*Stated goal*
Copy every row below word for word, omitting the pictures.

*Data for processing*
[Begin]

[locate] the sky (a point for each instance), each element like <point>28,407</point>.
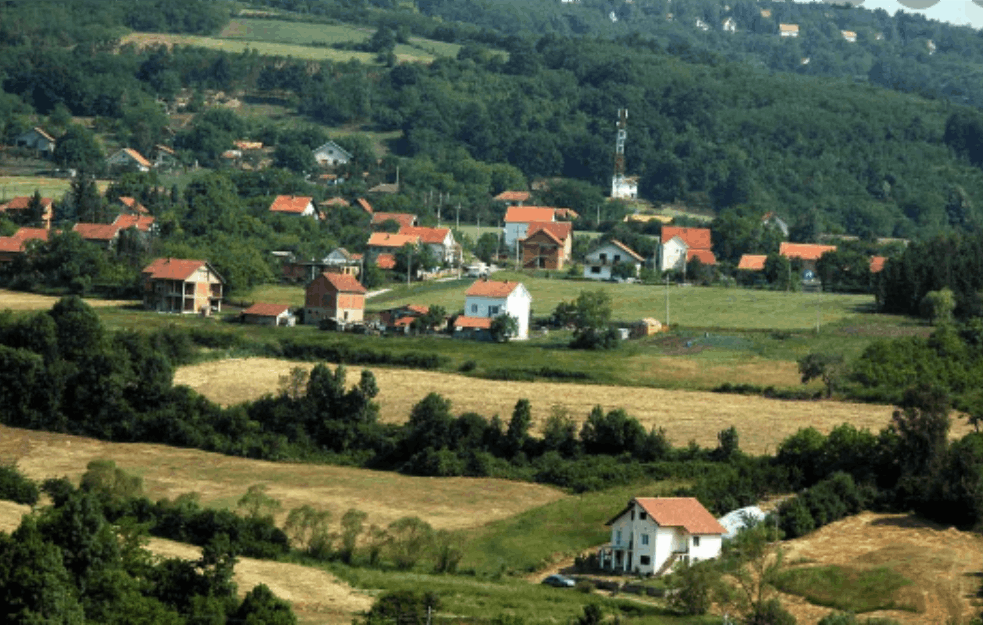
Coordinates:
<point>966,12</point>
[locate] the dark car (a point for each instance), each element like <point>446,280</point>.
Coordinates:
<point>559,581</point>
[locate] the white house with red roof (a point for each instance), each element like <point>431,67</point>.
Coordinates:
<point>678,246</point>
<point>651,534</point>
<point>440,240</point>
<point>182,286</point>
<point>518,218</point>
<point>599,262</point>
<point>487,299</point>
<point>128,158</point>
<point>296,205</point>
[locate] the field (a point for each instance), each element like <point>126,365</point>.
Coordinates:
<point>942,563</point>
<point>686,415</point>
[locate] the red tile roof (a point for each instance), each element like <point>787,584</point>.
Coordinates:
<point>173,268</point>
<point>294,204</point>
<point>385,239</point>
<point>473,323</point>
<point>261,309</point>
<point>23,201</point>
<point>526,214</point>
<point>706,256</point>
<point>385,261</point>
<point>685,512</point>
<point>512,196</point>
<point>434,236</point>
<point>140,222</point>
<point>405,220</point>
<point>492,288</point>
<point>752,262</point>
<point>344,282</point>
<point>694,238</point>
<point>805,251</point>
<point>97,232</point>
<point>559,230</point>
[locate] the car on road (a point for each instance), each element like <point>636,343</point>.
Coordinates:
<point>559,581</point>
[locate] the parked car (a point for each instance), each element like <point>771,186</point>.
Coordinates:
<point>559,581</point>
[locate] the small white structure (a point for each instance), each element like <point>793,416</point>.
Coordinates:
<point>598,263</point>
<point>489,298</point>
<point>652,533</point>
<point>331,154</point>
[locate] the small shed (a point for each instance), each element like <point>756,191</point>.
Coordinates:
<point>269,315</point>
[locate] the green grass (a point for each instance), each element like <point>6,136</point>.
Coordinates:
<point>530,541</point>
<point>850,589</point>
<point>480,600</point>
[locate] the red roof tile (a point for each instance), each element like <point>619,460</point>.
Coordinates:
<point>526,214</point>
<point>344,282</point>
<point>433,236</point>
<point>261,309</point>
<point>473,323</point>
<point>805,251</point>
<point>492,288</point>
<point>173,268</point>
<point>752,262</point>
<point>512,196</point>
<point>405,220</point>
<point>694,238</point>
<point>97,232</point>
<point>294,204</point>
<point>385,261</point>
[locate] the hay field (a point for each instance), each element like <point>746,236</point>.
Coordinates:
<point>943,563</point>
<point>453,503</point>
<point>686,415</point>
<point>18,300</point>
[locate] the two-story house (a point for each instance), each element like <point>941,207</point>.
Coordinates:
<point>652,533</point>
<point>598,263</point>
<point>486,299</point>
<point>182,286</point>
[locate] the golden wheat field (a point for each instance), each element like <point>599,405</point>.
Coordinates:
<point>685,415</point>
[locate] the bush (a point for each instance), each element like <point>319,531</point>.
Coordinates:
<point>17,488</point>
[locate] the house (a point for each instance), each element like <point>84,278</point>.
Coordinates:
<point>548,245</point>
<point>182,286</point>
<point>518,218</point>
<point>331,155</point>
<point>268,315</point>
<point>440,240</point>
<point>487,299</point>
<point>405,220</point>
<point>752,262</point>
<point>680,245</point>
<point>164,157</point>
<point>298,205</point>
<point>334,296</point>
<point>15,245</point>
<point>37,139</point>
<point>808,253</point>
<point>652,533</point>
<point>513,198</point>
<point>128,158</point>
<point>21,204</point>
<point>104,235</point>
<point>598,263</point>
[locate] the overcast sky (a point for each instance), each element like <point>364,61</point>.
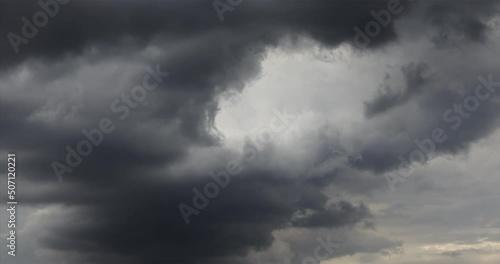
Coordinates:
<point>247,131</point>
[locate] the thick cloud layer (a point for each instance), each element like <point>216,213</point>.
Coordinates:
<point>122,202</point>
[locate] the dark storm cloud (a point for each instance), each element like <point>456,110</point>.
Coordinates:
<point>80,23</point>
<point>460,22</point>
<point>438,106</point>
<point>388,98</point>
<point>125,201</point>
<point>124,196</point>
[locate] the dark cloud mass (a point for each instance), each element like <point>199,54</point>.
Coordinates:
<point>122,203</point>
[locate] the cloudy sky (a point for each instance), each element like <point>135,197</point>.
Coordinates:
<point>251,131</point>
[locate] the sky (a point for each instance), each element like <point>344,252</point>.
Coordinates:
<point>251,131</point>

[End]

*Task solution*
[locate] the sky (a point for each instance), each element like <point>28,407</point>.
Coordinates:
<point>966,12</point>
[locate] the dark car (a point for each instance), each element like <point>446,280</point>.
Coordinates:
<point>559,581</point>
[locate] the white house with red roof (a point for each instance), each element like <point>431,67</point>.
Coordinates:
<point>678,246</point>
<point>651,534</point>
<point>440,240</point>
<point>182,286</point>
<point>518,218</point>
<point>599,262</point>
<point>487,299</point>
<point>128,158</point>
<point>296,205</point>
[locate] the field (a point for each instance), each element like <point>126,365</point>.
Coordinates:
<point>942,563</point>
<point>686,415</point>
[locate] the red tile roof (a point for each instance), each element like <point>787,584</point>.
Coordinates:
<point>173,268</point>
<point>294,204</point>
<point>385,239</point>
<point>473,323</point>
<point>261,309</point>
<point>23,201</point>
<point>526,214</point>
<point>706,256</point>
<point>385,261</point>
<point>685,512</point>
<point>512,196</point>
<point>434,236</point>
<point>140,222</point>
<point>405,220</point>
<point>492,288</point>
<point>752,262</point>
<point>344,282</point>
<point>694,238</point>
<point>805,251</point>
<point>97,232</point>
<point>559,230</point>
[locate] the car on road (a point for each instance), each element like <point>636,343</point>.
Coordinates:
<point>559,581</point>
[locate] the parked car (a point for each instance), each element like <point>771,186</point>.
Coordinates:
<point>559,581</point>
[locate] the small white structure (a point for each instance), each element like <point>793,416</point>.
Coordinates:
<point>598,263</point>
<point>489,298</point>
<point>652,533</point>
<point>331,154</point>
[locate] the small shed (a point for each instance), each element like <point>756,191</point>.
Coordinates:
<point>269,315</point>
[locate] the green grass (a point for each instance), each element like <point>6,136</point>.
Coordinates:
<point>530,541</point>
<point>850,589</point>
<point>480,600</point>
[locate] the red roof tile (a point for each instance), each element like <point>619,460</point>.
Coordinates:
<point>526,214</point>
<point>344,282</point>
<point>433,236</point>
<point>261,309</point>
<point>473,323</point>
<point>805,251</point>
<point>492,288</point>
<point>173,268</point>
<point>752,262</point>
<point>512,196</point>
<point>405,220</point>
<point>694,238</point>
<point>97,232</point>
<point>294,204</point>
<point>385,261</point>
[locate] the hay field (a point for each instance), each element like <point>746,236</point>.
Coordinates:
<point>943,563</point>
<point>453,503</point>
<point>686,415</point>
<point>18,300</point>
[locate] the two-story house (a point for each instance), each element like <point>941,207</point>.
Coordinates:
<point>652,533</point>
<point>598,263</point>
<point>486,299</point>
<point>182,286</point>
[locate] the golden wheat field (a point for each instance), each element like <point>599,405</point>.
Coordinates:
<point>685,415</point>
[locate] the bush (a point for each instance), each element like <point>319,531</point>.
Coordinates:
<point>17,488</point>
[locate] the house (a point for each instance), each element like <point>84,278</point>.
Coordinates:
<point>548,245</point>
<point>182,286</point>
<point>518,218</point>
<point>331,155</point>
<point>268,315</point>
<point>440,240</point>
<point>487,299</point>
<point>405,220</point>
<point>752,262</point>
<point>680,245</point>
<point>164,157</point>
<point>298,205</point>
<point>334,296</point>
<point>15,245</point>
<point>37,139</point>
<point>808,253</point>
<point>652,533</point>
<point>513,198</point>
<point>128,158</point>
<point>21,204</point>
<point>104,235</point>
<point>598,263</point>
[locate] the overcast sky (a point for each instance), each element like <point>364,61</point>.
Coordinates:
<point>247,131</point>
[locate] the thick cloud layer (a point for each instance), each element like <point>216,213</point>.
Coordinates:
<point>122,202</point>
[locate] the dark storm cloud (a point for each instance), each element like <point>456,110</point>.
Coordinates:
<point>80,23</point>
<point>460,22</point>
<point>438,106</point>
<point>388,98</point>
<point>125,201</point>
<point>124,196</point>
[locate] the dark cloud mass (a point for each instance), each element like <point>199,54</point>.
Coordinates:
<point>122,203</point>
[locate] the cloudy sky (a point for each instance), each element like <point>135,197</point>.
Coordinates:
<point>251,131</point>
[locate] the sky (a point for each instance), each element like <point>344,252</point>.
Coordinates:
<point>251,131</point>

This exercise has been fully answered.